--- Supplied data ---

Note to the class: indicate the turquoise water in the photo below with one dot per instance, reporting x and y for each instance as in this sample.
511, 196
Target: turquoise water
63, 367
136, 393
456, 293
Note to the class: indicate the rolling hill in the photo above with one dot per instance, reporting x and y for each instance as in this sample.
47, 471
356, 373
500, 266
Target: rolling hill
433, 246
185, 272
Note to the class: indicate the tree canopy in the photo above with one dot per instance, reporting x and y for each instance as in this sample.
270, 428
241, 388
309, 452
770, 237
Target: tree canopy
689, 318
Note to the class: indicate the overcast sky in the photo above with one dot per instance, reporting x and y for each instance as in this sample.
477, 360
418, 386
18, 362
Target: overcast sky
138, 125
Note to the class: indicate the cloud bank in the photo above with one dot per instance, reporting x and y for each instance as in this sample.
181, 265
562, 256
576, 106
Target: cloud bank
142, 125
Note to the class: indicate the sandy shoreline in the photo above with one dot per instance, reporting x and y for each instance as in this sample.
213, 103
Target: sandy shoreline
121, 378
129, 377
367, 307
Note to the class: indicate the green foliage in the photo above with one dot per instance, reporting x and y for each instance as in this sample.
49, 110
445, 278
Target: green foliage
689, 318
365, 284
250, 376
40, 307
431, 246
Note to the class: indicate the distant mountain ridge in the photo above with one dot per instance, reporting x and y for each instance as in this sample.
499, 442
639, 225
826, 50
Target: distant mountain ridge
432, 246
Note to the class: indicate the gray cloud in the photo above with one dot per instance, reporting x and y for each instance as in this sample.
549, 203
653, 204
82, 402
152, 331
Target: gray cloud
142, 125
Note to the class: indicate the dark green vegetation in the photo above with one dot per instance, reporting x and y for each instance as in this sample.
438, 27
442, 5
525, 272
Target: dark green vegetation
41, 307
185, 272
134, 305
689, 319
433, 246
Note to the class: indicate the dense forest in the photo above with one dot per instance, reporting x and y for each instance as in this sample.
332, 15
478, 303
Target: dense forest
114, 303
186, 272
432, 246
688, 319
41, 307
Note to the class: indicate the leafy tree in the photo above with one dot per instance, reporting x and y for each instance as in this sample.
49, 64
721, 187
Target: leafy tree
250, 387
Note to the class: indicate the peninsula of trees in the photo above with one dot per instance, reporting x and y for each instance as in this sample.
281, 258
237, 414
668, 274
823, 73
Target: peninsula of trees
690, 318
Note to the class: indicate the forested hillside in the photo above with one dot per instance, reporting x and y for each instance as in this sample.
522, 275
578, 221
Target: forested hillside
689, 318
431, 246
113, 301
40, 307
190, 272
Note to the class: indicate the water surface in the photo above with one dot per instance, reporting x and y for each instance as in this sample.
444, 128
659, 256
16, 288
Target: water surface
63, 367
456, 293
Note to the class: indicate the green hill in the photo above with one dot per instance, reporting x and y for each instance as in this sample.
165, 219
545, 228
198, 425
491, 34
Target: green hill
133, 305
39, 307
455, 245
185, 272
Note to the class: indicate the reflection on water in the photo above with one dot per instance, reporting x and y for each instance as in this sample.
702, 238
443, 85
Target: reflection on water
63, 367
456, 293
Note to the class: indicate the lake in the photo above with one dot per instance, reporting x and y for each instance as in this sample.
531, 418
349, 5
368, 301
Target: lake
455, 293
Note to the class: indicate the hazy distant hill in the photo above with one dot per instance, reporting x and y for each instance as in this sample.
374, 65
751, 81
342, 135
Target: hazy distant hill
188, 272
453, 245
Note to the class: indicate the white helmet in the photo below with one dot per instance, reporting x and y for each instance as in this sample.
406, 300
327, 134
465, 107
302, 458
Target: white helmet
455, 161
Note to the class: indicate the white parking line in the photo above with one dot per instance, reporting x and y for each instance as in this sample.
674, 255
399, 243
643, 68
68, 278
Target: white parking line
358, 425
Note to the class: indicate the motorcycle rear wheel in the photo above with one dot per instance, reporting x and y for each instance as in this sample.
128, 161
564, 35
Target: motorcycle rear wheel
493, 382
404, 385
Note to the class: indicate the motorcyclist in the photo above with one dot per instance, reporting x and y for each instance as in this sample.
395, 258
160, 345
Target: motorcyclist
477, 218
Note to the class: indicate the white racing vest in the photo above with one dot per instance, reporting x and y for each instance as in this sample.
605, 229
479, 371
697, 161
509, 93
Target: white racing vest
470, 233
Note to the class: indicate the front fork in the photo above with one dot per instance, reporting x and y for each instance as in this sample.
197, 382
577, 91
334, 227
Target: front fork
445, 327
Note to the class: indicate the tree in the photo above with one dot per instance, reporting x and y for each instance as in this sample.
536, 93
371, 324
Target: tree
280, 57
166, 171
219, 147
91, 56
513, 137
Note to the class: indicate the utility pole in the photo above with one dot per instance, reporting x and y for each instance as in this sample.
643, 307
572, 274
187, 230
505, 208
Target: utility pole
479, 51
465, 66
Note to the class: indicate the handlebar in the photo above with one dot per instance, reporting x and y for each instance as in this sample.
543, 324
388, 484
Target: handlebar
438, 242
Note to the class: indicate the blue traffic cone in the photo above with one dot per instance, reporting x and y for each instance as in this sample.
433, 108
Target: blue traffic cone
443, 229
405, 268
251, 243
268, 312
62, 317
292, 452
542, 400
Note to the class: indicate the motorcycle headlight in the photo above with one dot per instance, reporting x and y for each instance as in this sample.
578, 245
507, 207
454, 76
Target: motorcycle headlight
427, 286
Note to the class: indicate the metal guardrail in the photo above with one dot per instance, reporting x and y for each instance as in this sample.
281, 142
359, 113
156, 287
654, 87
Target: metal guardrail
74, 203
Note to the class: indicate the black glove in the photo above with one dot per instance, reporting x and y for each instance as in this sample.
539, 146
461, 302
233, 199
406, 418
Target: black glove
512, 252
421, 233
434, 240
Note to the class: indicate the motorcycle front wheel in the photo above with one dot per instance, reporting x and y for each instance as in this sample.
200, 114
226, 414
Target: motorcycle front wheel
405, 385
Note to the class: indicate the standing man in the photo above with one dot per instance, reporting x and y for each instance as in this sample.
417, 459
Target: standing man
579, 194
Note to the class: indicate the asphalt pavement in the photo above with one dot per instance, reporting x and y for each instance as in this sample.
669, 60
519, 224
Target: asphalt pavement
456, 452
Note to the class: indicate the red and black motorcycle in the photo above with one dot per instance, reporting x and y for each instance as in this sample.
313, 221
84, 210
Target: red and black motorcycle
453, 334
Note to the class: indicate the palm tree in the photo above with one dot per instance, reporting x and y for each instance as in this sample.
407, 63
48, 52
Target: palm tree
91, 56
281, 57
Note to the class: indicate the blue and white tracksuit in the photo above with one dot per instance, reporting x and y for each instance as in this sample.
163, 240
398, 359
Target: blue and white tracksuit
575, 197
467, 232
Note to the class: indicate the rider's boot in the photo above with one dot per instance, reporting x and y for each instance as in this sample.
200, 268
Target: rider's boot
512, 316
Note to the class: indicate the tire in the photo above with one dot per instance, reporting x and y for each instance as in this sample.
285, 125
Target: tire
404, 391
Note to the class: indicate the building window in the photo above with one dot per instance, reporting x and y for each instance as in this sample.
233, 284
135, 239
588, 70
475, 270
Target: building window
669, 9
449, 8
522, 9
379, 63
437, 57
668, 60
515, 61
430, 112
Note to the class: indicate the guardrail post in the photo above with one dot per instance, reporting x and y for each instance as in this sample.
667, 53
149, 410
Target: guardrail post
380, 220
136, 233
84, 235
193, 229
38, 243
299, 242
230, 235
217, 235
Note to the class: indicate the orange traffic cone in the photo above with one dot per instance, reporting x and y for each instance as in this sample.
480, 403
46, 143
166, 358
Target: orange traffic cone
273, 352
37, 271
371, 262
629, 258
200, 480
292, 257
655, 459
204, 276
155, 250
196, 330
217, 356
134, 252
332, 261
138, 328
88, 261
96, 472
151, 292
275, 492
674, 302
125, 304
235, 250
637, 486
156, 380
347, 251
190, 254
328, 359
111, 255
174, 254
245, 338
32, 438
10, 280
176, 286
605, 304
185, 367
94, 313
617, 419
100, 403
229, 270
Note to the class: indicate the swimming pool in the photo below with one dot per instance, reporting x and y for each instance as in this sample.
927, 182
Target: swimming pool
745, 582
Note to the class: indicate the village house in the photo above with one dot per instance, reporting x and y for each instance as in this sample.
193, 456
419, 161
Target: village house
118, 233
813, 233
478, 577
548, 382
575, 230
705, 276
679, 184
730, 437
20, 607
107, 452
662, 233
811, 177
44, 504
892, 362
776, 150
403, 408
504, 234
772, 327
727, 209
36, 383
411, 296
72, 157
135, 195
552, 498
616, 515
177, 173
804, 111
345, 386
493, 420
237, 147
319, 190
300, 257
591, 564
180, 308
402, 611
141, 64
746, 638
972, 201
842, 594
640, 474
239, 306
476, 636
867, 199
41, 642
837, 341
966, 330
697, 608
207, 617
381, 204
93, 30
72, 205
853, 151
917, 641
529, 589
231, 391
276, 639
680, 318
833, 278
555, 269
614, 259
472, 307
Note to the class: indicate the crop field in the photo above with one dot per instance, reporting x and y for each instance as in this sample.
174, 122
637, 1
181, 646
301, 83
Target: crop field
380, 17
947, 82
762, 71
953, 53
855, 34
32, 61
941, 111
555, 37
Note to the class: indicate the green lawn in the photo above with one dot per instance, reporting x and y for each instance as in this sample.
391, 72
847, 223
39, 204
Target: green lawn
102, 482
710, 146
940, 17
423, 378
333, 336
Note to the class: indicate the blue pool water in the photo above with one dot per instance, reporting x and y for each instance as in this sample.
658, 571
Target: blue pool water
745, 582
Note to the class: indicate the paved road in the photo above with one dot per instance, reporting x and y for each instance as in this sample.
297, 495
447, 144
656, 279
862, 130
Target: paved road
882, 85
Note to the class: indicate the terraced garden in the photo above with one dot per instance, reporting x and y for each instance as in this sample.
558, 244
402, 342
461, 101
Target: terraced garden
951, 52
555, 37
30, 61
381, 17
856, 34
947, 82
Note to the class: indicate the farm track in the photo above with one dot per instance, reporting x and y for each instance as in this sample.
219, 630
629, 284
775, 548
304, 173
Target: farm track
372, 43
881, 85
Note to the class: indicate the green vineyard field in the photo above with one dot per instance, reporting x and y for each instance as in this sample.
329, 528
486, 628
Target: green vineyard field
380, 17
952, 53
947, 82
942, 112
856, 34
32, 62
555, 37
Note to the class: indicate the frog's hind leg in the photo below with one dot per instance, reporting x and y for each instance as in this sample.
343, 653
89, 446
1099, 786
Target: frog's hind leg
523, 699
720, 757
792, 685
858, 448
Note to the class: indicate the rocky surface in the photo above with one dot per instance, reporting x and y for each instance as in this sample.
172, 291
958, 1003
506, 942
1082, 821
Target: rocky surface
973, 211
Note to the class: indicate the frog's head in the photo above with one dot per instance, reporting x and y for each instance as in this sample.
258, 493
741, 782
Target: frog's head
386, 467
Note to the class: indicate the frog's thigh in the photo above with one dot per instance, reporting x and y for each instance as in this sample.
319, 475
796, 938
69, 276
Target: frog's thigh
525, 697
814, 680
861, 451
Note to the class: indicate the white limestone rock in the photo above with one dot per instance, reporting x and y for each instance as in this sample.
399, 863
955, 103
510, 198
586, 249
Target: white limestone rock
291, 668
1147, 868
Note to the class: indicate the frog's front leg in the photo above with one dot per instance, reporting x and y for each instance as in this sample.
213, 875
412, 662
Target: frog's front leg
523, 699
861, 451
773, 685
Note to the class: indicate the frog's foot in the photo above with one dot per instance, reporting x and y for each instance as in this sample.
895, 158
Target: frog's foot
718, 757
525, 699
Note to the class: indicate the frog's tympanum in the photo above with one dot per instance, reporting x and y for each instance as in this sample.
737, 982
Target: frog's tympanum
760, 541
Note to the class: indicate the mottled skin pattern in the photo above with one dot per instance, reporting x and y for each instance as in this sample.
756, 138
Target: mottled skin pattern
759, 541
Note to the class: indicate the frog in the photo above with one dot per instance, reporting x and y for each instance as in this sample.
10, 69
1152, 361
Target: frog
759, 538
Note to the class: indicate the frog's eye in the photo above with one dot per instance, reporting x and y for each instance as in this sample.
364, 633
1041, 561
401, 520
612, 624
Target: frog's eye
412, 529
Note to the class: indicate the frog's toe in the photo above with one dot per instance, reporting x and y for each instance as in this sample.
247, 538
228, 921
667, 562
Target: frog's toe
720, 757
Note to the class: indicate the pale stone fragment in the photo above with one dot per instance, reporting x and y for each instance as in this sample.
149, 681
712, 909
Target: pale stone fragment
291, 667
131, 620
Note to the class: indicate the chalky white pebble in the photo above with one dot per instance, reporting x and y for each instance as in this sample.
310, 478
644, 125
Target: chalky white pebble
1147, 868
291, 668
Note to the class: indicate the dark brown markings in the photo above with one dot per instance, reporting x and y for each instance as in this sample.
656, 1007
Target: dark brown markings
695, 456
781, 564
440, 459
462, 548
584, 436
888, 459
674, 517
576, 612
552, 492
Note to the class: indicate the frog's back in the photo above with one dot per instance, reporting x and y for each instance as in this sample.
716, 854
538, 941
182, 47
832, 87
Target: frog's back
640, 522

---

▸ **What you have to do**
Whenever a line of the data above holds the word "below", it counts once; report the total number of such lines and nothing more.

▸ **Your response**
4